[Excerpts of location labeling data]
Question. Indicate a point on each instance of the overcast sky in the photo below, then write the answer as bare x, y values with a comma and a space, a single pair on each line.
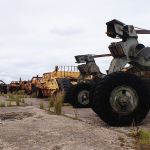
36, 35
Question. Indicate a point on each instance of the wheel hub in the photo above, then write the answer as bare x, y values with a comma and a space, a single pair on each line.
83, 97
123, 100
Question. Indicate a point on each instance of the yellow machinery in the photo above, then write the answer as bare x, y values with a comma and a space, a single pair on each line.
61, 78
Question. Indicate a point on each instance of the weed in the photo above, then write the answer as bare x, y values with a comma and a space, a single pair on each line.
51, 103
58, 102
17, 102
2, 104
41, 106
23, 100
9, 104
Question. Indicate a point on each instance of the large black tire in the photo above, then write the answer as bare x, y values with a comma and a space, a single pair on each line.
122, 116
39, 93
80, 95
65, 86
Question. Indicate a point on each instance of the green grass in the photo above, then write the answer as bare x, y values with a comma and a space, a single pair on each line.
144, 137
58, 103
50, 103
9, 104
41, 106
2, 104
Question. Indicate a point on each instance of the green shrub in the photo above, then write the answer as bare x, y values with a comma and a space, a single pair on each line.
58, 102
41, 106
144, 137
9, 104
2, 104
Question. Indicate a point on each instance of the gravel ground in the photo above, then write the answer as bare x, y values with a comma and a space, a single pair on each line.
30, 128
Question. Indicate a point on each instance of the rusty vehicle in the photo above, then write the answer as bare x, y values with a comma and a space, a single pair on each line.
122, 98
62, 78
14, 86
3, 87
89, 74
31, 85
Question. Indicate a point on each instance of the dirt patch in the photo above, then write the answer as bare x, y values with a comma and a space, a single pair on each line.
15, 115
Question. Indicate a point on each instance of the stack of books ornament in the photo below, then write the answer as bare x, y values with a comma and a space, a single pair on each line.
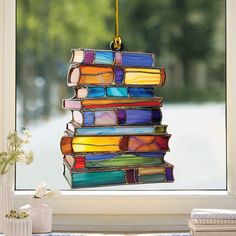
213, 222
115, 136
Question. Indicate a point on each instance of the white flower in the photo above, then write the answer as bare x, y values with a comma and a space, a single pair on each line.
53, 193
41, 190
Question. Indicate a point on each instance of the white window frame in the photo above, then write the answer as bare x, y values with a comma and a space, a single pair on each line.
120, 210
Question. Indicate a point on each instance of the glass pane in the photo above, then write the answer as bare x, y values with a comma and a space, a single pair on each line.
188, 39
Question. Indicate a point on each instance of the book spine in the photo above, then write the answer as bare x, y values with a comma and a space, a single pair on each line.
83, 92
75, 104
115, 117
96, 75
91, 56
125, 143
155, 174
80, 161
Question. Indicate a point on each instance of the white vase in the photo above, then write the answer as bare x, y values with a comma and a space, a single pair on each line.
41, 215
19, 227
5, 199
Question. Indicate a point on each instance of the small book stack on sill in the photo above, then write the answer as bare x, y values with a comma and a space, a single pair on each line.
213, 222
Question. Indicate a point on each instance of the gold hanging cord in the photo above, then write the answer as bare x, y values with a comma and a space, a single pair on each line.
117, 39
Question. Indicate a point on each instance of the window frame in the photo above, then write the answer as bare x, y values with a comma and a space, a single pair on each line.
71, 205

[What to do] Transcribe the full listing character for character. Pictures are excluded.

[Result]
Question. Indicate a point on each instance of the overcast sky in the photo below, then write the answer as bare x, y values with a comma and a space, a single pair on each line.
36, 35
Question. Indicate a point on each instance of the wheel hub in the photo above, then write the answer as bare x, y values with a comma and a space, a single pair on each line.
83, 97
123, 100
Question. Indicate a point on each instance of the yellow machinery in the photo above, then write the answer as bare x, y values with a comma and a space, a single pair on each line.
61, 78
Question. Indicate a point on each instance of the weed in the photo above, then write the answer as bare x, y values with a comma and a space, a single pair on each line.
51, 103
58, 102
17, 102
2, 104
41, 106
23, 100
9, 104
Question. Indicate a point on each instance of the large black tire in the photo above, then write the answer as bare x, y values with a comma and a space, a single pair on each line.
122, 116
39, 93
80, 95
65, 86
Question. Indicate a point on each instance of the green grass in the photo above, then write the answer as bare x, y values with a comma and a space, a single pair on each line.
144, 137
58, 103
50, 103
9, 104
41, 106
2, 104
Question. Indicate a point on each instance of the green shrub in the photo above, then write the answer as bare x, y values with a comma and a space, a single pair on each line.
58, 102
41, 106
144, 137
9, 104
2, 104
Question. Indicate a point on each instance of the gravel ground in the photo above, then write the answer as bare x, y values with a comma and a space, a single pair on each line.
30, 128
Question. Indicate a point on each instance of the rusty vehicle in the photo above, then write the answer as bare x, y values with a comma and a space, a single pair on each line.
122, 98
62, 78
14, 86
3, 87
89, 74
31, 85
Question. Indicate a point on each instance of the dirt patch in the photo above, then write the answer as bare x, y values with a comma and a space, a single pair on each line.
15, 115
Question. Indicate a point on each instance of the stack of books ornament in the photo below, then write the answer as bare x, y values with a comma and a space, a single pair on each line.
213, 222
115, 136
Question. Indicate a point on each instance of the white flower in the photo above, then write the answer as bare x, y values with a comma and a space, a single pair on each line.
53, 193
41, 190
Question. Indicate a point on each instance of the white window frame in the photo above, then write the answer as bare x, y values with a comma and a space, a single pair on each line.
120, 210
Question. Indicate a point on each instance of the glass pane in the photo above, then write the answer as bare x, y values with a comma and a space, a single pair on each line.
188, 39
Question. Indicate a point on each instance of the book spine in the photo above, then write the answer as bare x, y values with a comma and a space, a single pair on each line.
83, 92
75, 104
115, 117
96, 75
91, 56
125, 143
155, 174
80, 161
Question. Indicate a point on each instance of the white vase in the photo above, then write the answer as bare x, y values with a comma and a space, a single pair on each line.
41, 215
19, 227
5, 199
Question. Indicate a point on each instance of the small book stack on sill in the photo above, then write the answer as bare x, y values with a comma and a space, a single pair on each line.
213, 222
Question. Indicate a point on each instance of the gold hanging cord in the photo above, then write the answer as bare x, y values with a comma and a space, a single pair on each line.
117, 39
Question. Indicate a point on each instance of the window frame in the photo above, then write the answer as bare x, y values with a comma and a space, a single pair on each line.
71, 205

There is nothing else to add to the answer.